(Natural-language object grounding data)
_ _ _
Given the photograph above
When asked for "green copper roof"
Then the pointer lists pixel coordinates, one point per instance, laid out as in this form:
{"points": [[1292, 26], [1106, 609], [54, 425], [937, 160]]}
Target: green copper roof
_ _ _
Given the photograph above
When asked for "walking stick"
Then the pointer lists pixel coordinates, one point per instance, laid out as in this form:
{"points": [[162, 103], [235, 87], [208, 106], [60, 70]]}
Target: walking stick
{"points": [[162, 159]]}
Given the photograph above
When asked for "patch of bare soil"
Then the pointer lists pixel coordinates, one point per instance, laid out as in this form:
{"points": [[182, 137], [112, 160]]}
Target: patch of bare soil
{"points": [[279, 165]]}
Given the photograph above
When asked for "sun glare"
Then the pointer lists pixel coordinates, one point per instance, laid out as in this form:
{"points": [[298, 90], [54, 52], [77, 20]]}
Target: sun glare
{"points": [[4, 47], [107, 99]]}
_ _ _
**Requirement:** Select every line above that contains the word "green", and copy it.

**Result of the task:**
When asked for "green copper roof"
Target: green copper roof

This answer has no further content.